Despite endeavours from both the government and development partners to improve the NFE sub-sector, several major challenges remain in the implementation of the curriculum. Many of the NFE institutions in Nairobi province are located in geographical and social situations which hardly offer appropriate conditions for educational programmes (MoE and UNICEF, 2005). Embakasi division, Nairobi province, has the second largest percentage (21.6%) of NFS in Nairobi province. It is home to slums such as Mukuru kwa Njenga, Matopeni, Maili Saba, KCC, Kiangombe and Kiambiu. Many pupils in these slums are likely to benefit from non formal education.

Embakasi division, Nairobi province, might be well endowed with resources required for effective implementation of the non formal technical curriculum. However, there is limited documentation, if any, on how the non formal technical curriculum has been implemented in various parts of Kenya, including Nairobi province. Similarly, there are limited studies, if any, conducted in Embakasi division, on the implementation of the non formal technical curriculum. Against this background, there was need to investigate the factors influencing the implementation of non formal technical curriculum in non formal primary schools in Embakasi division. In particular, there was need to have a study focusing not only on how the pupils but also non formal technical curriculum implementers namely teachers, headteachers/managers and non formal education officers influence the implementation of technical curriculum in non formal primary schools.

# [TASKS AND EXERCISES]
(a) According to the passage on non formal technical curriculum in Embakasi, why was there a need to investigate the factors influencing its implementation in Embakasi division's non formal primary schools?
(b) In the passage on non formal technical curriculum in Embakasi, what percentage of Nairobi province's NFS does Embakasi division have?
(c) Resume the passage on non formal technical curriculum in Embakasi, starting after its final sentence.

# [GIVEN RECORDS]
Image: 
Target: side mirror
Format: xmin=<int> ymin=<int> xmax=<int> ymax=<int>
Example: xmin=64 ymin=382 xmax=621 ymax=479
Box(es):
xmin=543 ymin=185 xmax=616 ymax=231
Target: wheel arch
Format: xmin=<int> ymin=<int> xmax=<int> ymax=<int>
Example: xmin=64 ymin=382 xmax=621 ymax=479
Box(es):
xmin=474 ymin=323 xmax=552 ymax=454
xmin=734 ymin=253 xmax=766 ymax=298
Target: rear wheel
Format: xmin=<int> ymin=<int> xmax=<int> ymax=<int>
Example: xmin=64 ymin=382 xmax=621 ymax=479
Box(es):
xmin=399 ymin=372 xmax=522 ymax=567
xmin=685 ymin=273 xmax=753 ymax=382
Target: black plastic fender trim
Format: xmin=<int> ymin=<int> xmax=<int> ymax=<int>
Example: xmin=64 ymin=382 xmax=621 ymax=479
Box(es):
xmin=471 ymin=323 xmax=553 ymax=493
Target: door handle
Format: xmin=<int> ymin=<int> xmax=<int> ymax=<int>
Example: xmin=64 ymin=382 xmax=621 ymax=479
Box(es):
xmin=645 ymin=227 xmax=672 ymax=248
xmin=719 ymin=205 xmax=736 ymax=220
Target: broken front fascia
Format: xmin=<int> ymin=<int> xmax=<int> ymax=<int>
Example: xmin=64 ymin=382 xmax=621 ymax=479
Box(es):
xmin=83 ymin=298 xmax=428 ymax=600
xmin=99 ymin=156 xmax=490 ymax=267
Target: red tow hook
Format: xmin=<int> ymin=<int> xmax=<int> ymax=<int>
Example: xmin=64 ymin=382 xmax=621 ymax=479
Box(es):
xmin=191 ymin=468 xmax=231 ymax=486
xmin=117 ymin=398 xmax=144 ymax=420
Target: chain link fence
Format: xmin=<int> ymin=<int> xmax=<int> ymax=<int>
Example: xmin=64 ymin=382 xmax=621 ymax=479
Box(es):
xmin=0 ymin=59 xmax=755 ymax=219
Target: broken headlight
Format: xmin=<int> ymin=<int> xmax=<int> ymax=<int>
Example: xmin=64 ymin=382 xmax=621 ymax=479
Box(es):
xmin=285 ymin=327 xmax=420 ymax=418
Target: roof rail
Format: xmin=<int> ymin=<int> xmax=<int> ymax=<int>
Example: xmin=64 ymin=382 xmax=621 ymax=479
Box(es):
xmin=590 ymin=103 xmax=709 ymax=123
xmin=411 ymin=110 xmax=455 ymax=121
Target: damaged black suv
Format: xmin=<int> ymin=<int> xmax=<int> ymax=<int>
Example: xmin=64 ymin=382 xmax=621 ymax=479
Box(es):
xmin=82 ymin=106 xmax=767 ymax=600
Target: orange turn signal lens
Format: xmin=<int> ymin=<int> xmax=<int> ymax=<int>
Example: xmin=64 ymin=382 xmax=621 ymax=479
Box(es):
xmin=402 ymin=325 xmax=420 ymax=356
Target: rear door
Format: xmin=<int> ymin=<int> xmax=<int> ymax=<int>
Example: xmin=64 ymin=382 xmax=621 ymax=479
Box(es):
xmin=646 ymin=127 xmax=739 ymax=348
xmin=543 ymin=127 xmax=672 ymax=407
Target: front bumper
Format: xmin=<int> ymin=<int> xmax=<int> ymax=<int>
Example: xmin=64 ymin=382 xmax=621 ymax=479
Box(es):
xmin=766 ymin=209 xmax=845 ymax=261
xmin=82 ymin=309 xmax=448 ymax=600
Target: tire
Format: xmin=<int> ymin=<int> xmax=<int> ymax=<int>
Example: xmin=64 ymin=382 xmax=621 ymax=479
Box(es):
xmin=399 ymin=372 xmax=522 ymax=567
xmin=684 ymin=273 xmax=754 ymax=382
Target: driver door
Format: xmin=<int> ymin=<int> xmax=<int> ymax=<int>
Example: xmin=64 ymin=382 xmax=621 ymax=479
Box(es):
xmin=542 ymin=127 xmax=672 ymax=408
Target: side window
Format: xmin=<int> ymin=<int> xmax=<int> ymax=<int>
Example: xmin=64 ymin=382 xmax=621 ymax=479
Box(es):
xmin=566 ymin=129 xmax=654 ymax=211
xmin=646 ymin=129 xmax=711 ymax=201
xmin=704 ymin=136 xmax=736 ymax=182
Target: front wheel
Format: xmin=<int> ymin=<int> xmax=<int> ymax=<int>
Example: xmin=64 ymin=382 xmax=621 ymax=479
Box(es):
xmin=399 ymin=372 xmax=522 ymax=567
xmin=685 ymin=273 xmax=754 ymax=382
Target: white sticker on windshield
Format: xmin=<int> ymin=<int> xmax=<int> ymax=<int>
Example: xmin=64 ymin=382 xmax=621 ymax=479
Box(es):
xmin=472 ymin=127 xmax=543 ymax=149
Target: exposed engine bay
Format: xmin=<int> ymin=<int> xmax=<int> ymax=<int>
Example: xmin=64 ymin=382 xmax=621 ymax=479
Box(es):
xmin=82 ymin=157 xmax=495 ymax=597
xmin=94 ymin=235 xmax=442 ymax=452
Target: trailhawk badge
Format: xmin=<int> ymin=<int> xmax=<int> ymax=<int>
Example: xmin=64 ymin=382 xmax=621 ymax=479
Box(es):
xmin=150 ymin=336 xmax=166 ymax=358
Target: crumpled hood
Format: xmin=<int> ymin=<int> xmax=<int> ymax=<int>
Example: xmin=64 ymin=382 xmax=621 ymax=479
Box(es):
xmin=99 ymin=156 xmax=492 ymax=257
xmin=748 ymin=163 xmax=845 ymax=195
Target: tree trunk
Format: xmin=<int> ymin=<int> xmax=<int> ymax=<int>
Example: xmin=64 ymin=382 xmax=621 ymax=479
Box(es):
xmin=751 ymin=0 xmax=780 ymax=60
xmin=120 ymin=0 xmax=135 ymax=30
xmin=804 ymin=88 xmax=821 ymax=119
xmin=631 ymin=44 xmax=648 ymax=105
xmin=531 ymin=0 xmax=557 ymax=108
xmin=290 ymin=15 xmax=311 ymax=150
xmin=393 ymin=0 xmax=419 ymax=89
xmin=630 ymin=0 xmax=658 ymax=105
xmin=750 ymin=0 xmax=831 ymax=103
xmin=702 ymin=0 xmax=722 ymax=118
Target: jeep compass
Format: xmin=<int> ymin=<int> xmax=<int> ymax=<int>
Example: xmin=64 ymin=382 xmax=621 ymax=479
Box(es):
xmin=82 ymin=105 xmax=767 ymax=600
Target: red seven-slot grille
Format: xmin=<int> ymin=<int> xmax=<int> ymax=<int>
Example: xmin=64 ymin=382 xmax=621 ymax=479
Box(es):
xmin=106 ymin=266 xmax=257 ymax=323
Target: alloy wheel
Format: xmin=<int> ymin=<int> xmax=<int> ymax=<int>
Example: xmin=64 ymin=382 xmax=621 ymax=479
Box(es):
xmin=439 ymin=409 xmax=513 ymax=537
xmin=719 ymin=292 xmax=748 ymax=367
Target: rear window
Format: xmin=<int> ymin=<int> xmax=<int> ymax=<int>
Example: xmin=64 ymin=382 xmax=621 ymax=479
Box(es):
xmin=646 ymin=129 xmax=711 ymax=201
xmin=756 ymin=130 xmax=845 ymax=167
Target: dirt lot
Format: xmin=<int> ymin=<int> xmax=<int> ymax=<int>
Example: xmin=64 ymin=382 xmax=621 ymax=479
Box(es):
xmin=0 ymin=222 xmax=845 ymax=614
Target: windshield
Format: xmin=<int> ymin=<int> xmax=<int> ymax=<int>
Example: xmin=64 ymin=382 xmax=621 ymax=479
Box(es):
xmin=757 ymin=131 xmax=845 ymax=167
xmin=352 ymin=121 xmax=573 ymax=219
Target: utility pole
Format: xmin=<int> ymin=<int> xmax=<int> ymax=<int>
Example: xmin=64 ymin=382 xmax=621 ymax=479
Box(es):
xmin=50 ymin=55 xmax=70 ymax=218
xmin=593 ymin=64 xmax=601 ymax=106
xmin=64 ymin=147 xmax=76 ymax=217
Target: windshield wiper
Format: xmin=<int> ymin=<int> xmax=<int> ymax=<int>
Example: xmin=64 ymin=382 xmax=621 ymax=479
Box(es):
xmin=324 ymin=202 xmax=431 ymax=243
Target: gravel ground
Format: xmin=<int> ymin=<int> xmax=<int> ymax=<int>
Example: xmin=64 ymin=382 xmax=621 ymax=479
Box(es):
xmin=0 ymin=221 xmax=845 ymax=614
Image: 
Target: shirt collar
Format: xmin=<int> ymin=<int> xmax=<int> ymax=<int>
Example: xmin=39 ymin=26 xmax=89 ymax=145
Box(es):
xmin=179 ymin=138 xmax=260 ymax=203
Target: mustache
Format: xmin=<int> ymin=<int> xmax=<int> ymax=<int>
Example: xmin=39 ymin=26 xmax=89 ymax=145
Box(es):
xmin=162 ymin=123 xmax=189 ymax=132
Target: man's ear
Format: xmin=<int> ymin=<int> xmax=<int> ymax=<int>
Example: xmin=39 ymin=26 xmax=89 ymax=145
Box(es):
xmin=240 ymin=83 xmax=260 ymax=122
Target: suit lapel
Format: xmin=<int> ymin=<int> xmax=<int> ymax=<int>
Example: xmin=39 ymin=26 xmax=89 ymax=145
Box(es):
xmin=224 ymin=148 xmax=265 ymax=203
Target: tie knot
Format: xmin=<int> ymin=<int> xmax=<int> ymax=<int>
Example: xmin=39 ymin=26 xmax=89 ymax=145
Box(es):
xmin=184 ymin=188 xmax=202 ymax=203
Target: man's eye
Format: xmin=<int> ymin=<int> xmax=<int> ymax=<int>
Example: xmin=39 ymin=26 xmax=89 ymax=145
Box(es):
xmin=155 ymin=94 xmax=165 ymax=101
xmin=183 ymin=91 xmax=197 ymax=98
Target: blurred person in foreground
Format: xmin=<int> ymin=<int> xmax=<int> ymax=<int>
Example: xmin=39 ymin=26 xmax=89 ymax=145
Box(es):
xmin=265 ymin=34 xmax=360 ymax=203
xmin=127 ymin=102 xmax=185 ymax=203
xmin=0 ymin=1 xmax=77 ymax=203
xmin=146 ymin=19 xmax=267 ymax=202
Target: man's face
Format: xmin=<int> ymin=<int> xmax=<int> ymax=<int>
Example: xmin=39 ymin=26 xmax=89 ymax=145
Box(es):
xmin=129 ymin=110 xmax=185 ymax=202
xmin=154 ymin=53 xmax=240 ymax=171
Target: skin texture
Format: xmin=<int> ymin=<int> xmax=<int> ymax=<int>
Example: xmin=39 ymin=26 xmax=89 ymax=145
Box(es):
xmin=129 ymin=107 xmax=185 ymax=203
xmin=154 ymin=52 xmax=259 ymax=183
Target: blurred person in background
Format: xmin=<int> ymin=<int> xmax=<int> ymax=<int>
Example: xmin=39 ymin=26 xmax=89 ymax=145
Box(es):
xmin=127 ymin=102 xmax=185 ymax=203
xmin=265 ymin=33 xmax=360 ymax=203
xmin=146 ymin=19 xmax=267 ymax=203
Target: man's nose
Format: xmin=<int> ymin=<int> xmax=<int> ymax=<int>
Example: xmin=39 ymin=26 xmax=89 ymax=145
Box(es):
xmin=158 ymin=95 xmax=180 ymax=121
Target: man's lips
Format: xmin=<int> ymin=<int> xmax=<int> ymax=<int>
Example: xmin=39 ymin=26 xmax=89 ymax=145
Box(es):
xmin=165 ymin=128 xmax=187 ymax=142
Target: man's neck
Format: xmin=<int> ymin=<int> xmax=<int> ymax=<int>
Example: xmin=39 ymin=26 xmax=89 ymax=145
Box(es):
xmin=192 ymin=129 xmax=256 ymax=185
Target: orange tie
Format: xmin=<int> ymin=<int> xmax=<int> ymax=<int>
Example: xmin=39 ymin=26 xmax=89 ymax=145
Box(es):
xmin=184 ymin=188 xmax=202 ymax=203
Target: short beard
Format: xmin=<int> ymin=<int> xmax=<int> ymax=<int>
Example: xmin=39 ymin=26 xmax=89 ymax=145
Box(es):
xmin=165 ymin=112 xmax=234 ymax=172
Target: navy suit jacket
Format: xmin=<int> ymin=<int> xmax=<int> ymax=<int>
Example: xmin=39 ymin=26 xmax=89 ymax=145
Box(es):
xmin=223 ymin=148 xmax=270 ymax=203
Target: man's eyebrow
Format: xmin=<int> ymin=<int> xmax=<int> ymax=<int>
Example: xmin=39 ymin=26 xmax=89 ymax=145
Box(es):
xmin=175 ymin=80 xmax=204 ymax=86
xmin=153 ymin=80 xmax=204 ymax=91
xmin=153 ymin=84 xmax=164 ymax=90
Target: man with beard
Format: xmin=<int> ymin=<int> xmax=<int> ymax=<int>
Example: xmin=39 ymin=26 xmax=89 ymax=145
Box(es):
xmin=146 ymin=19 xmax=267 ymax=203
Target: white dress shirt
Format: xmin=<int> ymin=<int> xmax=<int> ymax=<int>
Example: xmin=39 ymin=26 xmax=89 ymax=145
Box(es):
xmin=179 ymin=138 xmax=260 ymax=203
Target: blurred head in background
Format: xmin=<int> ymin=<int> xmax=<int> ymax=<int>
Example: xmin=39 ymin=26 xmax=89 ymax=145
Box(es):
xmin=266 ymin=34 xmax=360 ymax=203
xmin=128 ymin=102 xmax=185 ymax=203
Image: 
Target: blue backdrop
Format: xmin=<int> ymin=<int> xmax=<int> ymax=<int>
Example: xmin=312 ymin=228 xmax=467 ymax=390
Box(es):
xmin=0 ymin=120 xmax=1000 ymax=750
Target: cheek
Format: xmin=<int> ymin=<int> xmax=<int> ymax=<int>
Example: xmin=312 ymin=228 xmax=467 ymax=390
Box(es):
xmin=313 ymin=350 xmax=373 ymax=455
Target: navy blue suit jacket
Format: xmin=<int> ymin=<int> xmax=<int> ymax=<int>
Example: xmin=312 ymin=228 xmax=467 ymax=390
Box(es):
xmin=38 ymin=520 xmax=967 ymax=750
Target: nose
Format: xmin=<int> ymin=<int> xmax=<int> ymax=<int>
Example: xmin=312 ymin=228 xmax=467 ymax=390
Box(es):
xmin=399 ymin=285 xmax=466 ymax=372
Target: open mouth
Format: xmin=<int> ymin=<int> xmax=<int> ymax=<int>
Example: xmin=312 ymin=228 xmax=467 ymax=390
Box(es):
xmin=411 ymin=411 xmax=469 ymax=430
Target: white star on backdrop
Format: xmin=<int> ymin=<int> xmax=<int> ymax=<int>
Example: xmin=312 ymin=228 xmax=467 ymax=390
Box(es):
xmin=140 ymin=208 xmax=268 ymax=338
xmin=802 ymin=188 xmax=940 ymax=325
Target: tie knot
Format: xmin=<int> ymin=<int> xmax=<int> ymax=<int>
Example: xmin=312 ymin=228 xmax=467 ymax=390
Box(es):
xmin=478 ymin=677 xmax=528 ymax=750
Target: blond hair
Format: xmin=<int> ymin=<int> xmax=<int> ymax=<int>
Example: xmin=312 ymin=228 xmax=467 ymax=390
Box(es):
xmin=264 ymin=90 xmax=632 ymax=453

# [RESPONSES IN ORDER]
(a) There is limited documentation, if any, on how the non formal technical curriculum has been implemented in various parts of Kenya, including Nairobi province. There are also limited studies, if any, on its implementation in Embakasi division.

(b) 21.6%, the second largest percentage in Nairobi province.

(c)
1.2Statement of the Problem

Efforts by the Government of Kenya to achieve UPE notably through FPE appear to be faltering (The Standard, January 10, 2009, pg 7). Poor quality primary schooling and limited access to secondary school due to the Government’s failure to control irregular increases of fees in secondary schools have in particular contributed to high drop out rates in slum schools. Non formal schools which also abound in poorly endowed environments seem to be better alternatives (MoE/UNICEF, 2005).The Government itself is paying increasing attention to the NFE subsector notably through the publication of the Non Formal Basic Education Syllabus comprising academic and technical subjects (Republic of Kenya, 2006) Prior to this NFS were following different curricula including the formal basic primary schools syllabus. The non formal technical education curriculum is new and more practical.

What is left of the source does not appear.